Puisque nous vivrons statistiquement encore plus vieux que la génération qui nous a précédé ; puisque pour la plupart d’entre nous la vie de travail ne nous a pas usés physiquement grâce aux progrès de tous ordres qui ont allégé les tâches ; puisque nous ne sommes plus dans cet état d’indigence que connaissaient les vieux travailleurs d’il y a 50 ans et plus (sans minimiser les risques que courent une frange de la population des retraités à cet égard) , quel regard porter sur ce qui nous attend pour les…30 années à venir ?
Le départ à la retraite en est le premier événement, et il est de taille. Soulignons au passage combien ce mot est négatif, il parle de retrait, c’est-à-dire de recul ; on parle aussi de retraite pour les armées vaincues ! Bref, les sexagénaires se retrouvent-ils dans ce mot ?!
Les sexagénaires pensent plutôt qu’ils vont changer de vie : leurs 37 années de travail, même épanouissantes, commencent à leur peser et ils souhaitent le changement, comme on aimait, enfants, changer de jeu ! Sauf que la plupart ne préparent rien de ce qui va se passer, et les effets de cette impréparation vont être plus ou moins coûteux.
Il est des entreprises qui proposent à leurs futurs retraités un stage de préparation à la retraite. Initiative louable, mais souvent réservée à des cadres, et traitant essentiellement des questions matérielles et très peu du choc psycho-affectif qui peut survenir. Bref, très insuffisant.
Car on se prépare de longues années à l’exercice de 30 ans de métier. Alors, quid des 30 années de l’après travail ? Comment s’y préparer un peu mieux ?
Ces Futures 30 années sont laissées à l’improvisation de chacun, avec les erreurs de toute improvisation, mais ici le temps prend de l’importance : comment éviter de gâcher ce qui reste à vivre, puisque – tout le monde le sait, même s’il n’en veut rien savoir- ce sera la dernière étape de la vie ?
Prendre sa retraite selon que l’on est issu du milieu paysan, ouvrier, ou du secteur tertiaire, est source de bien des différences. Les entretiens réalisés dans ces différents milieux en attestent.
Ressenti comme heureux, ou chargé d’inquiétude, ce départ est un moment de vie éventuellement dangereux, et les accidents somatiques – faudrait-il dire psychosomatiques ?- ne sont pas rares. En tous cas c’est fréquemment un moment très ambivalent : soulagement apparent, inquiétude aussi : que réserve ce temps à venir ?
Ce peut être le temps d’une image de soi fragilisée, si la composante professionnelle de soi-même a été dominante. Il y a bien sûr la perte des repères habituels, de lieu, de temps ; et tout cela peut donner lieu à un moment assez jubilatoire, qui n’est pas sans sa composante inverse se révélant peu à peu, faite de doute et d’inquiétude.

## Consigne
Recopiez mot pour mot le passage de l'extrait sur la retraite qui va de « Puisque nous vivrons » jusqu'à « dans ce mot ?! ».

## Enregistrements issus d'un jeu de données
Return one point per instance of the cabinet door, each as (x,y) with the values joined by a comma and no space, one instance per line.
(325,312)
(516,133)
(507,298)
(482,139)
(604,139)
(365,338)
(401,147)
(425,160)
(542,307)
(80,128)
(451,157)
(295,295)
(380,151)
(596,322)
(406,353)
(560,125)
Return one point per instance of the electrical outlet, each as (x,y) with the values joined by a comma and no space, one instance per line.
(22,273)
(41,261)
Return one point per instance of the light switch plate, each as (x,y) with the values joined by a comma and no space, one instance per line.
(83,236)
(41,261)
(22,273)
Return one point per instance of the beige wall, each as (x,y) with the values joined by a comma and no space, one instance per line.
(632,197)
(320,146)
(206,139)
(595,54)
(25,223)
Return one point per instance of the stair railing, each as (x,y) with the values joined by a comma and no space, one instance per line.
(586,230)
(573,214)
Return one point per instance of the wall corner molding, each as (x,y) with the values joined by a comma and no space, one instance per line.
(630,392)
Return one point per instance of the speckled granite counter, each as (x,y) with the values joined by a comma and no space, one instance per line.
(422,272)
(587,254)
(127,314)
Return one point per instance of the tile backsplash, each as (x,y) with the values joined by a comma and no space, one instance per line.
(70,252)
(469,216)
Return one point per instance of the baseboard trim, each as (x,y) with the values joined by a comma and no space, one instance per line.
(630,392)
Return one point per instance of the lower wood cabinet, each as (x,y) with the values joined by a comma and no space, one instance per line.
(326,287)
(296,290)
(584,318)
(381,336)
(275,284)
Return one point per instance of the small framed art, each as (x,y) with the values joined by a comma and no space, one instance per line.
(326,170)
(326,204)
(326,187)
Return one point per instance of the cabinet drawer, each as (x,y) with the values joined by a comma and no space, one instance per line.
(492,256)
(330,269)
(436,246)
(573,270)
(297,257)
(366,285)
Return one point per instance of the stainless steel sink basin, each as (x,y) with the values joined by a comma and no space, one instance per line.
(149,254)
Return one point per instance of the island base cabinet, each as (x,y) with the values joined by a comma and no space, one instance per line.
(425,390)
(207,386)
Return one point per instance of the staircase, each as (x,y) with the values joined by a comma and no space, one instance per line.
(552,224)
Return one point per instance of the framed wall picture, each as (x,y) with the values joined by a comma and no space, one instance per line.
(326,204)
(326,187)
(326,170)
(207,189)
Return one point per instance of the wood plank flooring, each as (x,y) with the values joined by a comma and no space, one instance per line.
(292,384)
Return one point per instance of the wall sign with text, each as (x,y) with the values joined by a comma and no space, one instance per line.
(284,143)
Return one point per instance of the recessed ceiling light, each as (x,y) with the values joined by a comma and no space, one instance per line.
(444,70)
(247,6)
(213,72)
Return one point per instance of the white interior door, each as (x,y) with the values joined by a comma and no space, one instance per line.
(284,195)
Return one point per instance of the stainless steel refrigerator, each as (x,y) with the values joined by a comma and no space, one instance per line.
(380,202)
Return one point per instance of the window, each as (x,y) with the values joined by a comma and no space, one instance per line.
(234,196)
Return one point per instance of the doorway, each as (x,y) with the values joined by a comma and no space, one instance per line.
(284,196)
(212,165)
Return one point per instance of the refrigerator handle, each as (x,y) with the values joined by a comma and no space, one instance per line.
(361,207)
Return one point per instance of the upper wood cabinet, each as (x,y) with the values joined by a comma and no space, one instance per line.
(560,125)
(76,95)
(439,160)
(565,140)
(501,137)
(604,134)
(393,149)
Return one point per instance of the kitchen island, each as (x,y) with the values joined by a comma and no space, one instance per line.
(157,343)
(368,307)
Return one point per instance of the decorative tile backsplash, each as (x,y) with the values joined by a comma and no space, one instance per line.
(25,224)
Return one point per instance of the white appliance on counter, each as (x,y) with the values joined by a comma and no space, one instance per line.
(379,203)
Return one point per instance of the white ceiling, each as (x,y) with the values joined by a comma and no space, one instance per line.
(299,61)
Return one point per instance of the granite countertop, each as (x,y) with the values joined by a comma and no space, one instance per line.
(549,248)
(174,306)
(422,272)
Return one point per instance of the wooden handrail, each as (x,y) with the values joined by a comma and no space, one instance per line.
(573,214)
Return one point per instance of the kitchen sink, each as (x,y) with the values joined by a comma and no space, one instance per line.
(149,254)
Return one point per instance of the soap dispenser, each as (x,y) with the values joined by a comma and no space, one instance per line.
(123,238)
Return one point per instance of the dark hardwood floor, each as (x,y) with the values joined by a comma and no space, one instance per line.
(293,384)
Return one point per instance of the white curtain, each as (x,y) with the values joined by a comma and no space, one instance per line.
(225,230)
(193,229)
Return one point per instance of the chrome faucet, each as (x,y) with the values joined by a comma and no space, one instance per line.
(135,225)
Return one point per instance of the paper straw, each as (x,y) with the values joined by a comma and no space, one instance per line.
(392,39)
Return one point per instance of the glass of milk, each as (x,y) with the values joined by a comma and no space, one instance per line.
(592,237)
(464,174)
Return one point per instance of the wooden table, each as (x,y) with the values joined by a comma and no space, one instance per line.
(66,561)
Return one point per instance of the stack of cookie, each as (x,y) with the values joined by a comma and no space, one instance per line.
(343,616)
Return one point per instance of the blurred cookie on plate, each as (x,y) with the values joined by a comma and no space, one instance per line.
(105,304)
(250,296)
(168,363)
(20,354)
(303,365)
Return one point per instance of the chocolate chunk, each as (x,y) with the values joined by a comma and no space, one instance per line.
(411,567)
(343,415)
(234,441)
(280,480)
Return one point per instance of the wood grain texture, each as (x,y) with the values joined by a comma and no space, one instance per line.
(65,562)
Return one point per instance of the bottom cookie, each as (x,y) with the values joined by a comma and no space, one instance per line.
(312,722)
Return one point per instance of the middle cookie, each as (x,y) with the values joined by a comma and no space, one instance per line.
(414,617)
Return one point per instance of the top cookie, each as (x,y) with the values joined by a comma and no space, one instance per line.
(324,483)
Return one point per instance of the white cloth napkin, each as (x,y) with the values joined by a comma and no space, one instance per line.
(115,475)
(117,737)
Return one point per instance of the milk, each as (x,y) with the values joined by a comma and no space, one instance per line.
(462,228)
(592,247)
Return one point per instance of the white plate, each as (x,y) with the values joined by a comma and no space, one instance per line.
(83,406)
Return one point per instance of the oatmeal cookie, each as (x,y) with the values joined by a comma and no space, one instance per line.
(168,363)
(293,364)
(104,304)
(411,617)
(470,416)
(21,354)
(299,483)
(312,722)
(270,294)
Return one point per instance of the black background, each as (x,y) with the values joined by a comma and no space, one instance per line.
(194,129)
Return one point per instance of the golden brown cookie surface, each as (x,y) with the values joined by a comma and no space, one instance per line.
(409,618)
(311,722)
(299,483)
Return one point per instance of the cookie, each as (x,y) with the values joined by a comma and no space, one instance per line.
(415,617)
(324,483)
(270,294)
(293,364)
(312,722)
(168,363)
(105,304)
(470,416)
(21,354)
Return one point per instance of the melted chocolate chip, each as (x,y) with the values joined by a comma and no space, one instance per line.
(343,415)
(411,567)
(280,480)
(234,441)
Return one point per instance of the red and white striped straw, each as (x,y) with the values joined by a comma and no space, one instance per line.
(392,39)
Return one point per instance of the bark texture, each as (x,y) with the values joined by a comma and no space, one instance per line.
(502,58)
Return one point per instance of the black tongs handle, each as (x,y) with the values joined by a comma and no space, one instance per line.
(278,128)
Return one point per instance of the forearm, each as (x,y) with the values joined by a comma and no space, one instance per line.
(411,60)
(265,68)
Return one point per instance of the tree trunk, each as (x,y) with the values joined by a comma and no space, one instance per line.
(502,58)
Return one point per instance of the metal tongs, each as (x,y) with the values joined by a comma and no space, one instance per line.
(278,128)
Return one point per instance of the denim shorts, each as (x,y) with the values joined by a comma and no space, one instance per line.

## Résultat de l'exercice
Puisque nous vivrons statistiquement encore plus vieux que la génération qui nous a précédé ; puisque pour la plupart d’entre nous la vie de travail ne nous a pas usés physiquement grâce aux progrès de tous ordres qui ont allégé les tâches ; puisque nous ne sommes plus dans cet état d’indigence que connaissaient les vieux travailleurs d’il y a 50 ans et plus (sans minimiser les risques que courent une frange de la population des retraités à cet égard) , quel regard porter sur ce qui nous attend pour les…30 années à venir ?
Le départ à la retraite en est le premier événement, et il est de taille. Soulignons au passage combien ce mot est négatif, il parle de retrait, c’est-à-dire de recul ; on parle aussi de retraite pour les armées vaincues ! Bref, les sexagénaires se retrouvent-ils dans ce mot ?!